(Records from a collection)
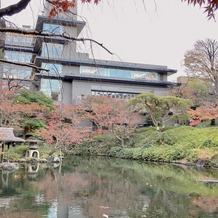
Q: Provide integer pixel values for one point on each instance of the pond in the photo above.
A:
(100, 187)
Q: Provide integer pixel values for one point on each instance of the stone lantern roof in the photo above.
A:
(7, 135)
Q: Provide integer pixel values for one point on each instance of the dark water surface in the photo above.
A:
(114, 188)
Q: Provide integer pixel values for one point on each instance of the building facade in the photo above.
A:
(71, 74)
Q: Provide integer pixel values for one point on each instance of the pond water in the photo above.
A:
(100, 187)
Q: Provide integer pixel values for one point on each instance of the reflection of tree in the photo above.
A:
(93, 193)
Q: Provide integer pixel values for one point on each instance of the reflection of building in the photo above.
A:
(72, 74)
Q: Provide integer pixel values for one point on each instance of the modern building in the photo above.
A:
(73, 74)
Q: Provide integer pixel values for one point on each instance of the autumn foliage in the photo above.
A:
(64, 127)
(110, 115)
(205, 112)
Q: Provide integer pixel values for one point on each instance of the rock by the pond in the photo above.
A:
(10, 166)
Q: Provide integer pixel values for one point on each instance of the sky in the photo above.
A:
(155, 32)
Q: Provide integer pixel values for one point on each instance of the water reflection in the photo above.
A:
(95, 188)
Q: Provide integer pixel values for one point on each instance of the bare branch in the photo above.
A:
(23, 64)
(45, 34)
(14, 9)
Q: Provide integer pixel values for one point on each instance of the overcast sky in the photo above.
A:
(156, 32)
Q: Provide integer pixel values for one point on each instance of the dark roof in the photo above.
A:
(7, 135)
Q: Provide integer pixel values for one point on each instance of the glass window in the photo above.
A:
(54, 69)
(51, 87)
(22, 57)
(19, 40)
(51, 50)
(17, 72)
(120, 73)
(53, 28)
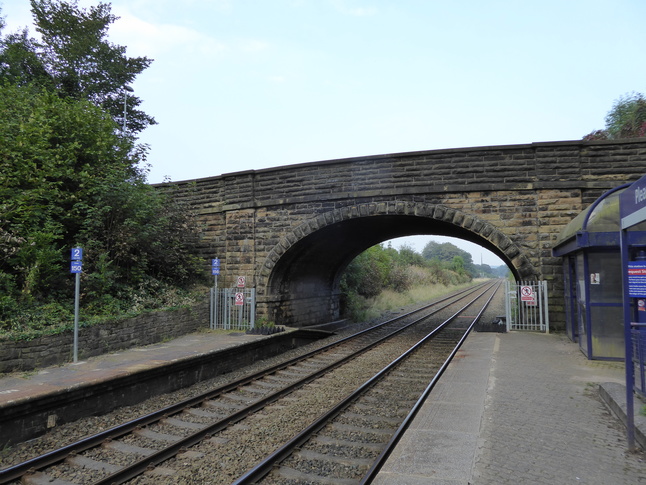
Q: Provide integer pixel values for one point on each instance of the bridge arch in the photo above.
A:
(513, 200)
(300, 276)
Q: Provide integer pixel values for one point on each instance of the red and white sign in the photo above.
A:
(527, 294)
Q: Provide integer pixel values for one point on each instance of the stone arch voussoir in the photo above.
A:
(420, 209)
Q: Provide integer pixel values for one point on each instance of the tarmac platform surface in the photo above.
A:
(513, 408)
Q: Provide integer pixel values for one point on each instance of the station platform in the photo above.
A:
(511, 408)
(518, 408)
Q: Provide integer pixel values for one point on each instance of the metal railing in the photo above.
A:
(527, 306)
(232, 308)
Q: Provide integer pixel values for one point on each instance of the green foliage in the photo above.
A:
(379, 270)
(626, 119)
(68, 177)
(76, 60)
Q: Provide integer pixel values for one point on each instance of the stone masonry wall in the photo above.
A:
(100, 339)
(528, 193)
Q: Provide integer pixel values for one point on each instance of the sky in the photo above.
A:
(249, 84)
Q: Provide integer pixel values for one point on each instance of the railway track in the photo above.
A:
(349, 443)
(127, 451)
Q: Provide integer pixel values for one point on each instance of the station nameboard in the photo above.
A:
(632, 204)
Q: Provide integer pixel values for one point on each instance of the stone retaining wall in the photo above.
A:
(145, 329)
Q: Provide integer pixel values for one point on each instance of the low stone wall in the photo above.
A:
(145, 329)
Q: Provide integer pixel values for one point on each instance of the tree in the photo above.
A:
(69, 176)
(75, 58)
(626, 119)
(56, 154)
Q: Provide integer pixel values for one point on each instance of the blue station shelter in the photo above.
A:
(592, 269)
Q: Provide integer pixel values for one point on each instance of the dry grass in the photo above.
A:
(390, 300)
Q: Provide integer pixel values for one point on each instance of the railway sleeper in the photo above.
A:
(308, 477)
(202, 413)
(91, 464)
(329, 441)
(371, 418)
(126, 448)
(179, 423)
(155, 436)
(40, 478)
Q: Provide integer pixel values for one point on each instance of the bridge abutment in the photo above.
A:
(292, 230)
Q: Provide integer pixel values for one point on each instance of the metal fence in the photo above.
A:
(232, 308)
(526, 306)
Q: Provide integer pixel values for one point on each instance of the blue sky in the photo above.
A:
(249, 84)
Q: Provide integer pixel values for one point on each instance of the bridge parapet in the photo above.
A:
(292, 230)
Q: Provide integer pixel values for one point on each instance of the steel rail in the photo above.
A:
(12, 473)
(390, 446)
(266, 465)
(136, 469)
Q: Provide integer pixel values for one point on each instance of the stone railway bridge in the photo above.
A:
(292, 230)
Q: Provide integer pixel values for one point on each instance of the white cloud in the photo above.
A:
(346, 9)
(152, 40)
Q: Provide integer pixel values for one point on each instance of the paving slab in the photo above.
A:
(518, 408)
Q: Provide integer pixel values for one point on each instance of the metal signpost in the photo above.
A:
(632, 211)
(76, 267)
(215, 271)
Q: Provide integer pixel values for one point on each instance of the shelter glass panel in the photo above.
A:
(607, 332)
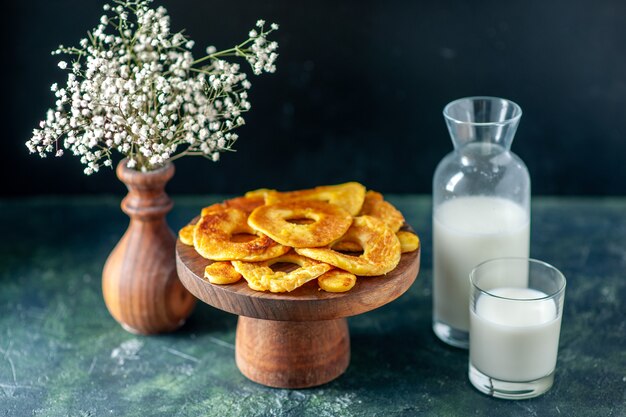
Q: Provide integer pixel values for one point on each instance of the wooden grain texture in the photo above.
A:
(292, 354)
(139, 282)
(306, 303)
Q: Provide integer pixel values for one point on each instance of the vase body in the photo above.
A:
(139, 282)
(481, 206)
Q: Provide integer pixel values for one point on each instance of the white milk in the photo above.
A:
(514, 340)
(466, 232)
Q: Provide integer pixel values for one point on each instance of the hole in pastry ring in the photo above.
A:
(261, 277)
(409, 242)
(221, 272)
(186, 234)
(330, 222)
(381, 249)
(349, 196)
(213, 235)
(336, 280)
(375, 205)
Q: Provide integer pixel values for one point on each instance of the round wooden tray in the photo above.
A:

* [WHAT YOU WILL DO]:
The entries above are to be copied exactly, with every picture left out.

* [SOLUTION TO THIS PROBLEM]:
Q: Provide integer pixel values for one point on each instance of the pond in the photo above.
A:
(100, 187)
Q: Provide integer pixel values for one point on each instance of the stone lantern roof in the photo above.
A:
(7, 135)
Q: Provide integer pixel values for one point on each instance of the dark water surface in the photo above.
A:
(114, 188)
Q: Provide integer pixel values for one point on each instance of the building facade in the photo above.
A:
(71, 74)
Q: Provide integer pixel values for one point on each instance of the pond water in the photo above.
A:
(100, 187)
Q: Provide integer pixel values for one point on each instance of the reflection of tree in the photo above.
A:
(93, 193)
Q: Provide integer pixel values for one point on each instance of the reflection of building in the photo above.
A:
(72, 74)
Q: Provide integer pixel values for one point on each instance of the modern building in the photo above.
A:
(73, 74)
Q: Provide integer pixel values for one point on each instance of the autumn foliage in the photo above.
A:
(64, 127)
(110, 115)
(205, 112)
Q: Provide integer pixel values for one point on each instance of the rock by the pond in the photo above.
A:
(10, 166)
Q: Provide integer pixel values for one point on each instance of the sky in the photo above.
A:
(155, 32)
Q: Provide integer pixel values for one point on each instance of the water reflection in the photo above.
A:
(95, 188)
Q: Provide integer pixel values for one point on each instance of the bare branch in the photo above.
A:
(23, 64)
(45, 34)
(14, 9)
Q: Provide integer pixel values for one point on each instance of the overcast sky in the photo above.
A:
(156, 32)
Q: Provide integer pixel values for one point on each instance of the dark roof in the photo above.
A:
(7, 135)
Q: Provide integer pixel values for one point on each instance of the glass window in the photo above.
A:
(54, 69)
(51, 87)
(22, 57)
(19, 40)
(51, 50)
(17, 72)
(120, 73)
(53, 28)
Q: Provide integer pixel values for one point on each instance of the bridge arch in the photo above.
A:
(513, 200)
(300, 276)
Q: Provide integer pixel values for one point on each instance of the red and white sign in the photo above.
A:
(527, 294)
Q: Provide integer pixel values for one point on each instance of the stone arch voussoir in the photo above.
A:
(420, 209)
Q: Provide integer pixel values for one point on each instance of the tarmac platform surface in the photo above.
A:
(513, 408)
Q: Provide integer pixel values for one point on each instance of the station platform in the photo above.
A:
(511, 408)
(518, 408)
Q: Provide integer pixel values for one point on each instance of the metal railing in the photo above.
A:
(527, 306)
(232, 308)
Q: Provide integer pixel values for one point on each instance of the green foliage in the photo above.
A:
(379, 270)
(626, 119)
(68, 177)
(76, 60)
Q: Provide integer pixel values for one point on each instance of the stone masonry wall in the photo above.
A:
(100, 339)
(528, 193)
Q: Provide integer pixel values for one point on each instance of the sky in the photo above.
A:
(249, 84)
Q: Provide integer pixel values for one point on each instance of the railway track in the photo above.
A:
(349, 443)
(127, 451)
Q: Provide integer pixel values for one point on each instance of the station nameboard in the photo above.
A:
(632, 204)
Q: Provide integer pixel values for one point on each instance of the stone retaining wall in the photo above.
A:
(145, 329)
Q: Provide integer pixel values for one point on each instance of the low stone wall in the photo above.
A:
(145, 329)
Q: Provide integer pixel values for one point on each instance of the tree in the photo above.
A:
(69, 176)
(75, 58)
(626, 119)
(56, 154)
Q: Provide integer pixel values for one point on each instance of the blue station shelter in the photo above.
A:
(592, 269)
Q: Provide integer pixel values for one point on each instance of the dry grass in the photo above.
A:
(390, 300)
Q: Provide integer pixel values for one point on each instance of the railway sleeper in the photo above.
A:
(308, 477)
(202, 413)
(91, 464)
(329, 441)
(371, 418)
(126, 448)
(179, 423)
(155, 436)
(40, 478)
Q: Provide integer pixel values for one point on each instance of the bridge abutment in the photo above.
A:
(292, 230)
Q: Provide integer pixel values for one point on each instance of the metal fence in the photo above.
A:
(232, 308)
(526, 306)
Q: Provide integer pixel values for one point on each instance of the blue sky in the photo above.
A:
(249, 84)
Q: Provide integer pixel values for one point on each instance of the bridge parapet in the photo above.
A:
(292, 230)
Q: Provide integer pixel values for one point on each instance of the steel rail in the photo above.
A:
(12, 473)
(390, 446)
(266, 465)
(136, 469)
Q: Provide integer pixel values for one point on each instance of the stone railway bridge in the photo above.
A:
(292, 230)
Q: Provide integer pixel values for one point on each instance of the white cloud in the photo above.
A:
(346, 9)
(152, 40)
Q: Provide integer pixel values for one point on each instance of the paving slab in the photo above.
A:
(518, 408)
Q: Provide integer pixel values for one point on each instance of the metal signpost in the photo above.
A:
(632, 211)
(76, 267)
(215, 271)
Q: Provide integer pixel values for one point on each instance of the shelter glass panel in the photo above.
A:
(607, 332)
Q: Provide integer pixel values for one point on each instance of the wooden grain texture in the photo above.
A:
(292, 354)
(139, 282)
(306, 303)
Q: Provide integer pixel values for one point on each instance of the vase body in the photo above.
A:
(139, 282)
(481, 206)
Q: Provide integer pixel values for one point on each instance of the white milk in the photo above.
A:
(514, 340)
(466, 232)
Q: Provide integer pixel values for one point on each instance of the hole in pastry ring in the photo above.
A:
(261, 277)
(409, 242)
(221, 272)
(186, 234)
(330, 222)
(381, 249)
(349, 196)
(213, 235)
(336, 280)
(375, 205)
Q: Provide integer pixel values for one point on each instance of the round wooden tray in the photo above.
A:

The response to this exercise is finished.